* **Task item**:
In this exercise, reproduce all the entries that follow exactly.

* **Material for this task**:
== Segment start ==
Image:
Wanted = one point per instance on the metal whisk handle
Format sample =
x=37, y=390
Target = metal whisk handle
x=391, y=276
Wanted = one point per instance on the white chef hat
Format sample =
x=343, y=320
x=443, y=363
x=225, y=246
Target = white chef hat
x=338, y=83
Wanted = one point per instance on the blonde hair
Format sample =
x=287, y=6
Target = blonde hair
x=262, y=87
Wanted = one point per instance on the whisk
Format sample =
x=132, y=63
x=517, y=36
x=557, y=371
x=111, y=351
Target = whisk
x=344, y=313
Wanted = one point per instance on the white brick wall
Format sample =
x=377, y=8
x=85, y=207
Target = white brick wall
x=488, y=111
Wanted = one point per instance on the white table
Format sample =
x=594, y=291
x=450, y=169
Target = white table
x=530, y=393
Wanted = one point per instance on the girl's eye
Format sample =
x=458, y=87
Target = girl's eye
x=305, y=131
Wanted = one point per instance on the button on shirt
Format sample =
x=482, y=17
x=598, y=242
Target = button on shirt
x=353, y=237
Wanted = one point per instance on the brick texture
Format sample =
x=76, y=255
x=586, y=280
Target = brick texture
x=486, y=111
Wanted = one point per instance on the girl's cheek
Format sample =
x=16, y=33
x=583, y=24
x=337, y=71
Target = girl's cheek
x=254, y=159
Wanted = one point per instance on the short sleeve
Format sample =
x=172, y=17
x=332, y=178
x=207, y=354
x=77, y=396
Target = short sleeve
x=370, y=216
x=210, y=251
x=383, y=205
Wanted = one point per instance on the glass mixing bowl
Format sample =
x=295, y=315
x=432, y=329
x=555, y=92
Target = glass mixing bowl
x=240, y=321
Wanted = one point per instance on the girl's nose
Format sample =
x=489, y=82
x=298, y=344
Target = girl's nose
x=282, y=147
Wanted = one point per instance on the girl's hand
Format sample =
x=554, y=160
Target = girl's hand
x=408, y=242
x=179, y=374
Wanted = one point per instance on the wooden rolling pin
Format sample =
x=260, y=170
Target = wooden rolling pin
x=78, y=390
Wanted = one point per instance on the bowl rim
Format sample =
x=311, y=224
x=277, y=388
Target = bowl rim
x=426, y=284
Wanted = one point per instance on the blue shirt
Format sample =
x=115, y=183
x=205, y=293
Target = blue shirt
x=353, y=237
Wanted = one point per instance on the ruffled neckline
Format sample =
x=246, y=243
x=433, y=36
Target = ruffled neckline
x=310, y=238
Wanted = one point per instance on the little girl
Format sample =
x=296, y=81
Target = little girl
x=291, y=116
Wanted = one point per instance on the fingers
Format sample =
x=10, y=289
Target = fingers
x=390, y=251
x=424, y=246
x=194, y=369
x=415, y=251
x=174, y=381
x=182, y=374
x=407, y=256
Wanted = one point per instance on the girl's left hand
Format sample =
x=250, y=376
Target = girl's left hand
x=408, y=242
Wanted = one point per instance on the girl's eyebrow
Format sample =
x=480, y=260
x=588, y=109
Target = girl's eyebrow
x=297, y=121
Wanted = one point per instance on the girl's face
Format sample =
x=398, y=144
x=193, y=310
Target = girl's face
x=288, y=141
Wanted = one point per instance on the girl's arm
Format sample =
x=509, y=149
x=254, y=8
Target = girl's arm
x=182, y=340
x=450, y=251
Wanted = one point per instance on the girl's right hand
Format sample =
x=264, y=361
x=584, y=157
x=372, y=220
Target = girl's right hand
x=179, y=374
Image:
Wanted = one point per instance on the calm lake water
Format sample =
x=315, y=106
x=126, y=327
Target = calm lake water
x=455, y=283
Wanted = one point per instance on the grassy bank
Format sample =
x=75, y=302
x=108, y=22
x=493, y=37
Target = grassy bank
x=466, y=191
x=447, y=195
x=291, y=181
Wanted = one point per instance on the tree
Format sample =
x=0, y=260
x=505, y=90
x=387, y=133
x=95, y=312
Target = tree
== Segment end ==
* **Written answer**:
Image:
Wanted = one point per instance on the metal whisk handle
Format sample =
x=37, y=390
Target = metal whisk handle
x=391, y=276
Wanted = one point per instance on the white chef hat
Format sample =
x=343, y=320
x=443, y=363
x=225, y=246
Target = white chef hat
x=338, y=83
Wanted = one point per instance on the blonde hair
Format sample =
x=287, y=6
Target = blonde hair
x=262, y=87
Wanted = one point per instance on the whisk
Format sample =
x=132, y=63
x=517, y=36
x=557, y=371
x=111, y=351
Target = whisk
x=344, y=313
Wanted = one point per instance on the white brick wall
Format sample =
x=377, y=8
x=85, y=207
Target = white brick wall
x=488, y=111
Wanted = one point per instance on the white table
Format sample =
x=594, y=291
x=450, y=169
Target = white table
x=530, y=393
Wanted = one point per instance on the girl's eye
Format sample =
x=458, y=87
Target = girl's eye
x=305, y=131
Wanted = one point per instance on the button on shirt
Format sample =
x=482, y=17
x=598, y=242
Target = button on shirt
x=353, y=237
Wanted = one point per instance on the brick texture
Format sample =
x=76, y=255
x=586, y=280
Target = brick texture
x=486, y=111
Wanted = one point per instance on the girl's cheek
Format sample =
x=16, y=33
x=583, y=24
x=337, y=71
Target = girl's cheek
x=254, y=159
Wanted = one point per instance on the short sleeve
Format sample =
x=172, y=17
x=332, y=178
x=207, y=354
x=77, y=396
Target = short sleeve
x=370, y=216
x=210, y=251
x=383, y=205
Wanted = one point per instance on the glass mixing bowl
Format sample =
x=295, y=315
x=432, y=329
x=555, y=92
Target = glass mixing bowl
x=240, y=321
Wanted = one point per instance on the girl's nose
Format sample =
x=489, y=82
x=298, y=344
Target = girl's nose
x=282, y=147
Wanted = one point per instance on the girl's hand
Format sample =
x=554, y=160
Target = girl's hand
x=408, y=242
x=179, y=374
Wanted = one point per instance on the wooden rolling pin
Format sample =
x=260, y=170
Target = wooden rolling pin
x=78, y=390
Wanted = one point per instance on the bowl rim
Format sample =
x=311, y=224
x=277, y=388
Target = bowl rim
x=426, y=284
Wanted = one point per instance on the blue shirt
Format sample =
x=115, y=183
x=205, y=293
Target = blue shirt
x=353, y=237
Wanted = one point per instance on the ruffled neckline
Format sample =
x=246, y=243
x=433, y=36
Target = ruffled neckline
x=310, y=238
Wanted = one point per instance on the little girl
Format sample =
x=296, y=81
Target = little girl
x=291, y=116
Wanted = one point per instance on the fingers
Format sample =
x=10, y=289
Target = fingers
x=390, y=251
x=424, y=246
x=194, y=369
x=415, y=251
x=174, y=381
x=182, y=374
x=407, y=256
Wanted = one point per instance on the girl's left hand
Format sample =
x=250, y=376
Target = girl's left hand
x=408, y=242
Wanted = one point per instance on the girl's eyebrow
Format sample =
x=480, y=260
x=588, y=109
Target = girl's eyebrow
x=297, y=121
Wanted = one point per instance on the girl's face
Format sample =
x=398, y=144
x=193, y=310
Target = girl's face
x=288, y=141
Wanted = one point per instance on the girl's arm
Format sample =
x=509, y=149
x=254, y=8
Target = girl's arm
x=182, y=340
x=450, y=251
Wanted = one point per instance on the girl's right hand
Format sample =
x=264, y=361
x=584, y=157
x=372, y=220
Target = girl's right hand
x=179, y=374
Image:
Wanted = one point per instance on the calm lake water
Format sample =
x=315, y=106
x=126, y=327
Target = calm lake water
x=455, y=283
Wanted = one point per instance on the grassy bank
Format sample =
x=75, y=302
x=108, y=22
x=493, y=37
Target = grassy bank
x=466, y=191
x=447, y=195
x=291, y=181
Wanted = one point per instance on the tree
Format sample =
x=0, y=260
x=505, y=90
x=387, y=133
x=95, y=312
Target = tree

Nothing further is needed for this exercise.